BLOC DE TEXTE:
•••••
En 16 mois, d’août 1937 à novembre 1938, à l’issue de procès de façade, le régime soviétique a exécuté près de 800 000 personnes appartenant à des groupes ethniques ou sociaux soupçonnés d’hostilité envers la « Révolution ». Soit près de 50 000 exécutions par mois ; 1 600 par jour ...

Ce n’est qu’à la fin des années 1980 que les familles des victimes apprirent la vérité sur ces condamnations et les dates d’exécution de leurs proches. En revanche, ils continuèrent d’ignorer les lieux où ceux-ci avaient été fusillés et inhumés.

Sandormokh n’a pas pour objet de retracer ce que l’on a appelé par euphémisme « les grandes purges » staliniennes. Il raconte l’enquête conduite depuis 1989 par un groupe d’historiens rassemblés autour de l’association « Mémorial » pour identifier ces lieux de mémoire. Une enquête qui, comme le découvrira le lecteur au fil des pages, s’apparente à un combat, tant les autorités gouvernementales manquent d’empressement pour nommer les assassins et tentent même parfois de nier la qualité des victimes …

Points forts

150 lieux d’exécution et d’inhumation ont à ce jour été identifiés. Ce chiffre ne représente toutefois qu’une fraction – peut-être un quart, tout au plus un tiers - du nombre total des charniers répartis à travers l’ex-URSS.

Au nombre de ces lieux, figure le petit hameau de Sandormokh situé en Carélie, à l’Est de la Finlande et au Nord de Saint Pétersbourg, où périrent 6 241 personnes, désormais identifiées, enterrées dans 236 fosses mises à jour par l’association « Mémorial » en juillet 1997.

 Le grand intérêt du livre est de mettre en évidence les obstacles dressés par le gouvernement russe pour contrarier ce travail de mémoire ; car s’il consent à reconnaître la réalité des charniers, il se refuse à nommer le crime et à désigner les criminels.

Ainsi, le bas-relief du premier monument édifié par les autorités à la mémoire des victimes se contente de l’inscription : « ne vous tuez pas les uns les autres ! »  Commandement qui pourrait trouver sa place n’importe où dans le monde et n’établit aucun lien avec la grande Terreur de 1937.
•••••
DONNÉES FOURNIES:
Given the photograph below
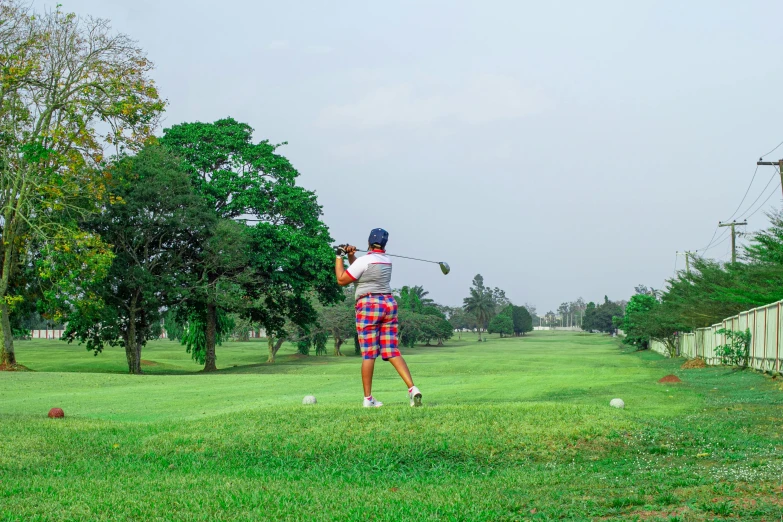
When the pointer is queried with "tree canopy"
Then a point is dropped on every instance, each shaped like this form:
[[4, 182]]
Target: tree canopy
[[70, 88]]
•••••
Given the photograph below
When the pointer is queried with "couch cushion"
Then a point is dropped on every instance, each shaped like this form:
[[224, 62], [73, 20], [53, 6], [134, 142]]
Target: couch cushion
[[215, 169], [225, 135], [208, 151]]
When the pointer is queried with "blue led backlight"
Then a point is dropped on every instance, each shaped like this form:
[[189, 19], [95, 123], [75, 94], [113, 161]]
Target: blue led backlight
•••••
PROBLÈMES ET TÂCHES:
1. Dites si chacune des affirmations suivantes concorde avec le texte sur Sandormokh. Répondez par oui ou non et citez les mots décisifs du texte.
(a) Les familles des victimes ont connu les dates d'exécution de leurs proches dès la fin des années 1930.
(b) À Sandormokh, l'association « Mémorial » a mis au jour 236 fosses en juillet 1997.
(c) Le livre a pour objet de retracer les grandes purges staliniennes.
2. Relevez, s'il vous plaît, toutes les lignes des enregistrements qui contiennent le mot « When ».

RÉSULTATS DES TÂCHES:
1.
(a) Non : « Ce n’est qu’à la fin des années 1980 que les familles des victimes apprirent la vérité sur ces condamnations et les dates d’exécution de leurs proches. »
(b) Oui : « enterrées dans 236 fosses mises à jour par l’association « Mémorial » en juillet 1997 »
(c) Non : « Sandormokh n’a pas pour objet de retracer ce que l’on a appelé par euphémisme « les grandes purges » staliniennes. »

2.
When the pointer is queried with "tree canopy"
When the pointer is queried with "couch cushion"
When the pointer is queried with "blue led backlight"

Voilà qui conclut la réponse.